### Trecho citado
15.2.06

"Freak-Folk"

Um rapaz americano cresce viajando entre a costa leste americana e a Inglaterra, ouvindo Leonard Cohen cá e Nick Drake acolá. Um outro rapaz, venezuelano, divide a infância entre Caracas e Califórnia, sempre se dedicando a fazer música e desenhar. Ambos se tornam músicos, gravando em seus respectivos cantos do mundo.

Quatro rapazes, nascidos na “América rural”, ouvem os dois primeiros rapazes, e então decidem se mudar para Nova Iorque, tentar a sorte fazendo música. Ainda outro rapaz, este inglês, também ouve os dois primeiros e começa a compor. Ganha um certo respeito pelas apresentações ao vivo, e então decide gravar o primeiro álbum – dentro de uma igreja, e em apenas um take.

Em vagas e breves linhas, aí está a história do gênero que recentemente andam chamando de “freak-folk”. Confesso não ter muito apego à este rotulo – acho que as denominações de alt-folk, neo-folk, ou até mesmo psych-fol são mais corretas, além de não abrir portas para conotações pejorativas.

Trata-se de um movimento derivado do lo-fi, que diante da explosão da cena independente e rockada no começo dos anos 80 gerava fãs através de apresentações ao vivo e demos gravadas literalmente em garagens – que obviamente possuíam baixas qualidade de reprodução, daí o nome do estilo. Desta primeira leva surgiu R.E.M., provavelmente o nome de maior peso deste movimento. No final da década, o estilo (na verdade mais uma estética do que um estilo) se propagou com a popularização de bandas como Beat Happening, Sebadoh, e Pavement. Já nos anos 90, o estilo foi se combinando cada vez mais com uma volta ao folk, enquanto o mundo redescobria Cohen, Drake, Dylan, Guthrie e outros.

### Instruções da tarefa
Transcreva integralmente o texto acima sobre o freak-folk, sem nenhuma alteração.

### Itens fornecidos
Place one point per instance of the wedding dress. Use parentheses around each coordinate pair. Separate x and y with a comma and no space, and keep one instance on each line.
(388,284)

--

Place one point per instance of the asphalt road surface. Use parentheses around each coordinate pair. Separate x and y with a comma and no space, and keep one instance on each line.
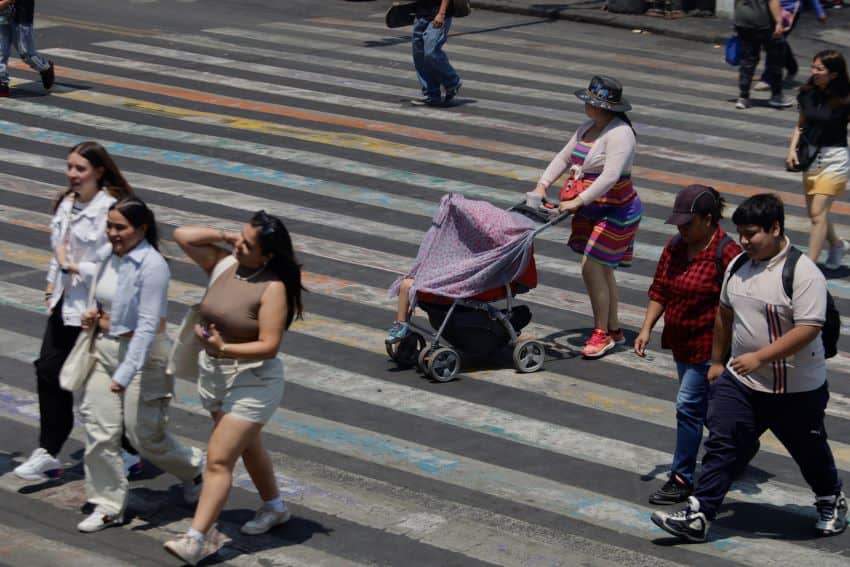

### Resultado do exercício
15.2.06

"Freak-Folk"

Um rapaz americano cresce viajando entre a costa leste americana e a Inglaterra, ouvindo Leonard Cohen cá e Nick Drake acolá. Um outro rapaz, venezuelano, divide a infância entre Caracas e Califórnia, sempre se dedicando a fazer música e desenhar. Ambos se tornam músicos, gravando em seus respectivos cantos do mundo.

Quatro rapazes, nascidos na “América rural”, ouvem os dois primeiros rapazes, e então decidem se mudar para Nova Iorque, tentar a sorte fazendo música. Ainda outro rapaz, este inglês, também ouve os dois primeiros e começa a compor. Ganha um certo respeito pelas apresentações ao vivo, e então decide gravar o primeiro álbum – dentro de uma igreja, e em apenas um take.

Em vagas e breves linhas, aí está a história do gênero que recentemente andam chamando de “freak-folk”. Confesso não ter muito apego à este rotulo – acho que as denominações de alt-folk, neo-folk, ou até mesmo psych-fol são mais corretas, além de não abrir portas para conotações pejorativas.

Trata-se de um movimento derivado do lo-fi, que diante da explosão da cena independente e rockada no começo dos anos 80 gerava fãs através de apresentações ao vivo e demos gravadas literalmente em garagens – que obviamente possuíam baixas qualidade de reprodução, daí o nome do estilo. Desta primeira leva surgiu R.E.M., provavelmente o nome de maior peso deste movimento. No final da década, o estilo (na verdade mais uma estética do que um estilo) se propagou com a popularização de bandas como Beat Happening, Sebadoh, e Pavement. Já nos anos 90, o estilo foi se combinando cada vez mais com uma volta ao folk, enquanto o mundo redescobria Cohen, Drake, Dylan, Guthrie e outros.